WRITTEN INSTRUCTION 1 ::
Update everything from the start of the records down to the line containing "point(753, 688)", including that line, by changing "Query" to "Target" and leaving all else unchanged.

PASSAGE PROVIDED ::
────────────────────
The politics of indigenous people are shaped to their circumstances like being threatened by destructive coal mining or oil pipelines or flooding for dams — which has become military in the Canadian far northwest. The clearance of the prairies — quite parallel to the clearance of the British peasants in order to raise sheep — was recent enough for troves of correspondence to still exist, waiting to be organized and sometimes to be translated. The Jesuits alone generated whole libraries of material back to Rome, the headquarters of bureaucracy. Hudson’s Bay has now opened their archives. Few writers are determined enough to take on this material, but they are vital books.
In my own writing of occasional short stories with Blackfeet in them, I try to include dogs because what is a Blackfeet without a dog? Avoiding romantic or social indignation stories, I’ve tried to compose simple little near-vignettes about things I saw in passing. The one truly violent and bloody tale I wrote was in response to the rejection of a story that a publisher considered inappropriate for family reading because it had sex in it. I suggested that he was against sex but didn’t object to gory violence kids might read, and I was right — he published the story. (The French are the opposite — they don’t object to nudity, et al, but are wary of showing grisly crime in action.)
Spread over time, indigenous people become increasingly different from each other and more like a host of others. Then it is a challenge for them to relate to each other. Some have always been “hang around the fort” people who assimilate with whites but try to keep their cultural label. Now there are “hang around the book” people who have become lawyers, ace bureaucrats, and crafty wielders of deconstruction. Many sacred objects were destroyed by tribal Christian converts. Many more were saved by whites looking for profit or as signs of prestige.
These days I rarely read or write indigenous fiction. Maybe I’ll write a story about the dilemmas of a person who lives on the rez, knows many of the people of various kinds, honors the past but doesn’t hinder the future. But such a book wouldn’t sell. Who would read it? Books are supposed to arouse people. The more natural format for writing about a subset of the stubborn public idea like “Indians” is a blog, a kind of journal linked to other material that might or might not be be fiction or science fiction.
What do you suppose is the story of the girl from the wall paper image above, the one with all the cubs? Who could write it? A Blackfeet helper on a wolf refuge? Or an impossible Indian princess raised in part by wolves? In the Sixties my students would choose the second, but they would end it, “Then I woke up and . . .” Today they could continue with “the wolf mother had a dream.”
────────────────────
DATA TO USE ::

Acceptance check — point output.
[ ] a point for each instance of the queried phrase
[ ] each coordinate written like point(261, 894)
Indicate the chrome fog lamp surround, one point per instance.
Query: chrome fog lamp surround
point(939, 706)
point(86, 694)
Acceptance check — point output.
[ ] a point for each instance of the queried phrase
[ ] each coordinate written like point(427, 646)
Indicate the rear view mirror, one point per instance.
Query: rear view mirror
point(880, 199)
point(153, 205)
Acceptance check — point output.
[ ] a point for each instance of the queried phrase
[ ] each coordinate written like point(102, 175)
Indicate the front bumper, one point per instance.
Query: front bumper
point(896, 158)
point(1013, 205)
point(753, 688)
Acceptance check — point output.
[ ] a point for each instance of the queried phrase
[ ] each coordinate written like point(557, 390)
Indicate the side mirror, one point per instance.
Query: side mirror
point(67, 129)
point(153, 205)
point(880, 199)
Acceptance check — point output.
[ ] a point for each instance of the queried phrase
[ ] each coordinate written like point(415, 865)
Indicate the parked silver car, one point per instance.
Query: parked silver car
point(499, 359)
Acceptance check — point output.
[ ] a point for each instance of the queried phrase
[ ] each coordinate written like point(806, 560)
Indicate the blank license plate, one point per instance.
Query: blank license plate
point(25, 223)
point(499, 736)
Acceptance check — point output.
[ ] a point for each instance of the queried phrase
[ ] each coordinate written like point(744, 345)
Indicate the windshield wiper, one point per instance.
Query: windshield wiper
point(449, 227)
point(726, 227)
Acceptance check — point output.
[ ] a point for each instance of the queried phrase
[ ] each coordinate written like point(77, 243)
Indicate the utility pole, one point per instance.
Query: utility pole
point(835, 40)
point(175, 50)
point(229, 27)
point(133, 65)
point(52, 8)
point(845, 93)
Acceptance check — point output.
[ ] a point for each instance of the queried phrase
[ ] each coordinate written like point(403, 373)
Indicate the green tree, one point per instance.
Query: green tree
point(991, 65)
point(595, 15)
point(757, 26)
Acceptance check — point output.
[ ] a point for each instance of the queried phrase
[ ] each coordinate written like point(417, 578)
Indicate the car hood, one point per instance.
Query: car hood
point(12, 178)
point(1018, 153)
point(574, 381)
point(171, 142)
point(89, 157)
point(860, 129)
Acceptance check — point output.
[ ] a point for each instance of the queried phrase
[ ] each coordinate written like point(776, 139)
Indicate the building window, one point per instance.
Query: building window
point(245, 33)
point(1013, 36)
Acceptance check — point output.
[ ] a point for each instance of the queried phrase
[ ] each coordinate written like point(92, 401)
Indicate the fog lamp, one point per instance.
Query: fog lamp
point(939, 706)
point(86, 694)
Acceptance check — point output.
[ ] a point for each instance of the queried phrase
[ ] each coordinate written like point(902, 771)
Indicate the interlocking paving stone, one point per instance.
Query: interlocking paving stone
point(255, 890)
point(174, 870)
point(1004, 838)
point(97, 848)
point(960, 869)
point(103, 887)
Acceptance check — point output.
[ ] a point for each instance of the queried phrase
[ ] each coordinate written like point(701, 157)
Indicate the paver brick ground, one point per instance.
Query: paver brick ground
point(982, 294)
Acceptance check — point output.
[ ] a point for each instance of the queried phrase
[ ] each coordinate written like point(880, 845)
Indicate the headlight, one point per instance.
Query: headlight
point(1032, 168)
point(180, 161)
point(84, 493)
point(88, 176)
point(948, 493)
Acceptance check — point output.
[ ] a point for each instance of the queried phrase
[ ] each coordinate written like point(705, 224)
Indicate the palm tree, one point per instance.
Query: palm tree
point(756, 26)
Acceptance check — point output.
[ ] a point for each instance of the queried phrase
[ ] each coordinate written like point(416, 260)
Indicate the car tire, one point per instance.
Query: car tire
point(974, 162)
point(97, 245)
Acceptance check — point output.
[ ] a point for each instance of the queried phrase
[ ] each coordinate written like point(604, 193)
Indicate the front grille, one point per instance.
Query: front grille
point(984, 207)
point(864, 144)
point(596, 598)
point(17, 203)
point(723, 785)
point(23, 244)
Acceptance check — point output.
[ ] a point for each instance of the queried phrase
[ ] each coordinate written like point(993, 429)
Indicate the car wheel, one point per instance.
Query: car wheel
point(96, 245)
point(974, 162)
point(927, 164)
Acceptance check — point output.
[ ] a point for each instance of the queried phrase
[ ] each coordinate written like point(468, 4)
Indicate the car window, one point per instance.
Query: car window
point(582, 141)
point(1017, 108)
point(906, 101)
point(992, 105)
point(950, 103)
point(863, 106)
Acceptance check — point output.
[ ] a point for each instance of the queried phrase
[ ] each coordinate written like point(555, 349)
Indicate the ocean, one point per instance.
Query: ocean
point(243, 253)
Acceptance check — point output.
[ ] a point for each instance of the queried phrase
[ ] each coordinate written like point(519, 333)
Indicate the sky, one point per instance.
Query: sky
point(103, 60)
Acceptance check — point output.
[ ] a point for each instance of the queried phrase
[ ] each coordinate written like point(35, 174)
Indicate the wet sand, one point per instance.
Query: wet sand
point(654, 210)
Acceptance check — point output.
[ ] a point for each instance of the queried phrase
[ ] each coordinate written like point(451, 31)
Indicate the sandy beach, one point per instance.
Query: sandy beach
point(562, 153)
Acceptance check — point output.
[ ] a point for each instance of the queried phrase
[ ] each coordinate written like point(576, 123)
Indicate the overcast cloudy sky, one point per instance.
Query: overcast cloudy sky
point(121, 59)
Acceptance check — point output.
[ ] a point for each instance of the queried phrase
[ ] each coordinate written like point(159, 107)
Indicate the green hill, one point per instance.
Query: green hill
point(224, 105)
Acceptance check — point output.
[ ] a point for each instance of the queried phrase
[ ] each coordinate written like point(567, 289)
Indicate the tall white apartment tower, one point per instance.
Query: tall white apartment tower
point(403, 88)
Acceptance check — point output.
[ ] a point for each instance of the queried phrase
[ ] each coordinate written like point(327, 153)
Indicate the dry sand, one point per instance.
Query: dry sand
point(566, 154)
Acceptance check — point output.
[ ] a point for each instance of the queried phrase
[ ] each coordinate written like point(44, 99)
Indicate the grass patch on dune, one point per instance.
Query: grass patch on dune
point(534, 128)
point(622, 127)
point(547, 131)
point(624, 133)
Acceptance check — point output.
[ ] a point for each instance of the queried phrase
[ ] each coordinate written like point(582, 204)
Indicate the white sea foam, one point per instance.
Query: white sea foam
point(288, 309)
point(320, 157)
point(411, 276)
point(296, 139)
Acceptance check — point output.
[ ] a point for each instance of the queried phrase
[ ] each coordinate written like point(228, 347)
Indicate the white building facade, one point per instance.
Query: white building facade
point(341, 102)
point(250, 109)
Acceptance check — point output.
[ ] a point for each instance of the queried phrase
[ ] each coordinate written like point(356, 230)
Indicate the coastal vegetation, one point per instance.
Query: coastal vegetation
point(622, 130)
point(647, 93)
────────────────────
WRITTEN INSTRUCTION 2 ::
According to the essay on indigenous people and writing, where did the Jesuits send the material they generated?

FULL SOLUTION 1 ::
Acceptance check — point output.
[ ] a point for each instance of the queried phrase
[ ] each coordinate written like point(261, 894)
Indicate the chrome fog lamp surround, one point per instance.
Target: chrome fog lamp surround
point(939, 706)
point(86, 694)
Acceptance check — point output.
[ ] a point for each instance of the queried phrase
[ ] each coordinate written like point(427, 646)
Indicate the rear view mirror, one point per instance.
Target: rear view mirror
point(880, 199)
point(153, 205)
Acceptance check — point output.
[ ] a point for each instance of the queried phrase
[ ] each coordinate written like point(102, 175)
Indicate the front bumper, one point per instance.
Target: front bumper
point(896, 158)
point(1013, 205)
point(753, 688)

FULL SOLUTION 2 ::
Back to Rome, the headquarters of bureaucracy.